[[ Data for analysis, beginning ]]

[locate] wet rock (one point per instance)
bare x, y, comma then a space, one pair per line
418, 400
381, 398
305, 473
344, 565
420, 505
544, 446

[[ Data for analysis, end ]]

All the entries above should come back exactly as they are written.

**Task result:**
[locate] wet rock (one point per instance)
bare x, y, comma then a space, one pair per line
418, 400
381, 398
305, 473
344, 565
420, 505
544, 446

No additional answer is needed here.